───── DATA

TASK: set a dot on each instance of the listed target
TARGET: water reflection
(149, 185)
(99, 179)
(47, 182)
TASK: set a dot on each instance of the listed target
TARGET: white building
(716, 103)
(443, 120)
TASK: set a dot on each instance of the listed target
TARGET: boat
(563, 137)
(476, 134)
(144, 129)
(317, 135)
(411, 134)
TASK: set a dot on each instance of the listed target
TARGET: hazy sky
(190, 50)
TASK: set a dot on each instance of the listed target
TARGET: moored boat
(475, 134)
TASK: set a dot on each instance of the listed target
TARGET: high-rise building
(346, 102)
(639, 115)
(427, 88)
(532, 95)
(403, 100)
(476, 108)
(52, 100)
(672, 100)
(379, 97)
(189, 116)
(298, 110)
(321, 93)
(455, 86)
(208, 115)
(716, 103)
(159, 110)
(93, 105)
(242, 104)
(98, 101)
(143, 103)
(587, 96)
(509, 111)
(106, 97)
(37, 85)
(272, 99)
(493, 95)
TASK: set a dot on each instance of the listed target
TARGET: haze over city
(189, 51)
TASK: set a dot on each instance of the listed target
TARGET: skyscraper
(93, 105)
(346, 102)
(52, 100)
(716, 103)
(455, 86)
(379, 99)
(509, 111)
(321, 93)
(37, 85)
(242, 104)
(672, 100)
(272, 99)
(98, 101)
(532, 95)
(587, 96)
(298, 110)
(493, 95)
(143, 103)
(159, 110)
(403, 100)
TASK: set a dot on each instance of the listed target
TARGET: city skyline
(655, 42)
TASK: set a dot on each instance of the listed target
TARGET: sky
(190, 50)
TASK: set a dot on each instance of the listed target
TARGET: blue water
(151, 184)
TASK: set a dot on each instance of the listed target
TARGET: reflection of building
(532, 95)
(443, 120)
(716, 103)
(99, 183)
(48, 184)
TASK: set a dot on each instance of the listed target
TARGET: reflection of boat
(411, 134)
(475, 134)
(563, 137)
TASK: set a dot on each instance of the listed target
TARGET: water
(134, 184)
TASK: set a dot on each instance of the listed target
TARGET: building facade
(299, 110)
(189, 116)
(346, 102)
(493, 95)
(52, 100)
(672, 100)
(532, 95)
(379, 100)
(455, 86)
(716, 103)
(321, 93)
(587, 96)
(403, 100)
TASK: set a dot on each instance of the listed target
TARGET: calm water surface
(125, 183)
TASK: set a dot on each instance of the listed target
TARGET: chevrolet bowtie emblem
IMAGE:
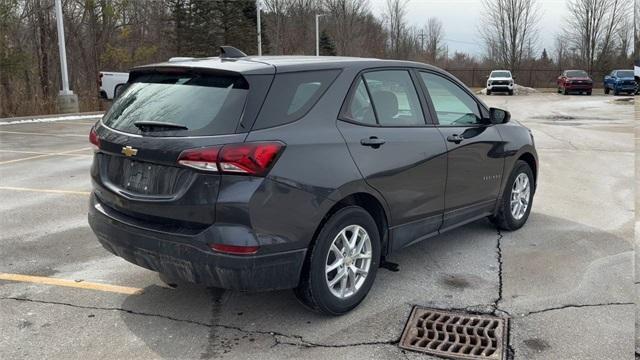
(129, 151)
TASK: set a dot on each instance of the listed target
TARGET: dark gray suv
(261, 173)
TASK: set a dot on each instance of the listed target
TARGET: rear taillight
(247, 158)
(234, 249)
(93, 138)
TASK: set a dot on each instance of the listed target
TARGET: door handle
(455, 138)
(372, 141)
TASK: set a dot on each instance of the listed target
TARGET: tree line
(115, 35)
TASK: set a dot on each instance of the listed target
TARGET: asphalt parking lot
(565, 279)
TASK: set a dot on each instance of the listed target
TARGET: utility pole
(67, 100)
(421, 36)
(318, 34)
(259, 29)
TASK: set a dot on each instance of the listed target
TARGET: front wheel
(343, 263)
(516, 201)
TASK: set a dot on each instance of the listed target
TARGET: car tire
(505, 219)
(314, 289)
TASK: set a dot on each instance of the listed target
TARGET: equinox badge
(129, 151)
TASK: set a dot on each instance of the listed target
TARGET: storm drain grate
(455, 335)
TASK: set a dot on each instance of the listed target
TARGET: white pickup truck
(111, 83)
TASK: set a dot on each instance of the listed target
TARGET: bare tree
(347, 31)
(433, 38)
(509, 29)
(396, 22)
(593, 27)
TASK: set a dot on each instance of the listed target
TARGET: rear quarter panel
(313, 173)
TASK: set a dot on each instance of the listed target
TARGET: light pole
(318, 34)
(67, 100)
(259, 29)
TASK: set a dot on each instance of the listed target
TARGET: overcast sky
(461, 20)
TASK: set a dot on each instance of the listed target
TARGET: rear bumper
(186, 255)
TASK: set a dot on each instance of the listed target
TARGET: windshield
(204, 104)
(500, 74)
(577, 73)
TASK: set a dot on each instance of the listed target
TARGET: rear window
(577, 73)
(292, 95)
(205, 104)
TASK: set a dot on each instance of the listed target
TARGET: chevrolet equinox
(291, 172)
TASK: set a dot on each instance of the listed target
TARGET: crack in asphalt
(497, 301)
(295, 340)
(575, 306)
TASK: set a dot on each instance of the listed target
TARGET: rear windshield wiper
(158, 126)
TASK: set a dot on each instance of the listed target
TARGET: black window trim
(255, 120)
(484, 112)
(426, 111)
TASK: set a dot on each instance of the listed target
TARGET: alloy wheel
(520, 196)
(348, 261)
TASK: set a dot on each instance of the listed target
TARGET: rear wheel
(516, 201)
(343, 263)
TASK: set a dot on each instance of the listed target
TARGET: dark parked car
(261, 173)
(620, 81)
(575, 81)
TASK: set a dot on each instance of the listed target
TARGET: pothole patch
(455, 335)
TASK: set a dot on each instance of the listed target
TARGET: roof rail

──────────

**THE TASK**
The output must match the records word for word, except that no pictures appear.

**RESPONSE TO THIS TASK**
TASK: set a dot on each instance of the listed target
TARGET: water reflection
(149, 185)
(99, 179)
(47, 182)
TASK: set a dot on each instance of the listed target
TARGET: white building
(716, 103)
(443, 120)
TASK: set a dot on each instance of the listed target
TARGET: boat
(563, 137)
(476, 134)
(144, 129)
(317, 135)
(411, 134)
TASK: set a dot on each instance of the listed target
TARGET: hazy sky
(190, 50)
TASK: set a dot on each instance of the listed target
TARGET: moored boat
(475, 134)
TASK: set a dot on each instance of the listed target
TARGET: high-rise building
(346, 102)
(639, 115)
(427, 88)
(532, 95)
(403, 100)
(476, 108)
(52, 100)
(672, 100)
(379, 97)
(189, 116)
(298, 110)
(321, 93)
(455, 86)
(208, 115)
(716, 103)
(159, 110)
(93, 105)
(242, 104)
(98, 101)
(143, 103)
(587, 96)
(509, 111)
(106, 97)
(37, 85)
(272, 99)
(493, 95)
TASK: set a dot on each instance of the listed target
TARGET: haze over city
(189, 51)
TASK: set a dot on each instance of the listed target
TARGET: skyscraper
(93, 105)
(346, 102)
(52, 100)
(716, 103)
(455, 86)
(379, 99)
(509, 111)
(321, 93)
(37, 85)
(242, 104)
(672, 100)
(272, 99)
(98, 101)
(532, 95)
(587, 96)
(298, 110)
(493, 95)
(143, 103)
(159, 110)
(403, 100)
TASK: set a dot on each instance of the listed target
TARGET: city skyline
(655, 42)
TASK: set a dot on each instance of the listed target
TARGET: sky
(190, 50)
TASK: set a dot on each instance of the listed target
TARGET: blue water
(151, 184)
TASK: set a dot on each instance of the listed target
TARGET: reflection of building
(532, 95)
(443, 120)
(716, 103)
(99, 183)
(48, 184)
TASK: set a dot on each instance of the listed target
TARGET: reflection of boat
(411, 134)
(475, 134)
(563, 137)
TASK: set a dot on each instance of the listed target
TARGET: water
(134, 184)
TASK: set a dot on each instance of the listed target
TARGET: building facade
(299, 110)
(189, 116)
(346, 102)
(493, 95)
(52, 100)
(672, 100)
(532, 95)
(379, 100)
(455, 86)
(716, 103)
(321, 93)
(587, 96)
(403, 100)
TASK: set a dot on each instance of the listed target
TARGET: calm water surface
(125, 183)
TASK: set a dot on each instance of the listed target
TARGET: chevrolet bowtie emblem
IMAGE:
(129, 151)
TASK: set a dot on each instance of the listed target
TARGET: dark gray suv
(261, 173)
TASK: set a dot on each instance of the listed target
TARGET: rear taillight
(247, 158)
(234, 249)
(93, 138)
TASK: set a dot on each instance of the listed target
TARGET: door handle
(455, 138)
(372, 141)
TASK: set a dot on each instance of the listed target
TARGET: tree line
(115, 35)
TASK: set a dot on each instance of the listed target
TARGET: asphalt parking lot
(565, 279)
TASK: set a dot on each instance of the listed target
TARGET: utility pole
(67, 100)
(421, 36)
(318, 34)
(259, 29)
TASK: set a dot on each instance of the listed target
TARGET: front wheel
(343, 263)
(516, 201)
TASK: set a dot on each instance of the listed target
TARGET: car tire
(505, 219)
(314, 289)
TASK: set a dot on each instance of the listed target
TARGET: equinox badge
(129, 151)
TASK: set a dot on each instance of the listed target
TARGET: storm drain grate
(455, 335)
TASK: set a dot on each instance of the listed target
TARGET: white pickup truck
(111, 83)
TASK: set a dot on each instance of the listed target
TARGET: bare tree
(347, 31)
(433, 38)
(509, 29)
(396, 22)
(593, 27)
TASK: set a dot on each instance of the listed target
TARGET: rear quarter panel
(313, 173)
TASK: set a dot on each instance of the listed target
TARGET: light pole
(318, 34)
(67, 100)
(259, 29)
TASK: set a dot on each instance of the listed target
TARGET: overcast sky
(461, 20)
TASK: set a dot on each instance of the listed target
TARGET: rear bumper
(186, 255)
TASK: set a dot on each instance of the listed target
TARGET: windshield
(204, 104)
(500, 74)
(577, 73)
TASK: set a dot on each instance of the listed target
TARGET: rear window
(577, 73)
(292, 95)
(205, 104)
TASK: set a dot on each instance of the listed target
TARGET: chevrolet equinox
(291, 172)
TASK: set a dot on each instance of the listed target
TARGET: crack in asphalt
(497, 301)
(295, 340)
(575, 306)
TASK: set a dot on each instance of the listed target
TARGET: rear windshield wiper
(158, 126)
TASK: set a dot on each instance of the listed target
TARGET: black window trim
(255, 120)
(484, 112)
(426, 111)
TASK: set a dot on each instance of the listed target
TARGET: alloy wheel
(520, 196)
(348, 261)
TASK: set a dot on each instance of the listed target
TARGET: rear wheel
(516, 201)
(343, 263)
TASK: set a dot on each instance of the listed target
TARGET: dark parked car
(261, 173)
(620, 81)
(575, 81)
TASK: set a dot on each instance of the listed target
TARGET: pothole patch
(455, 335)
TASK: set a dot on each instance of the listed target
TARGET: roof rail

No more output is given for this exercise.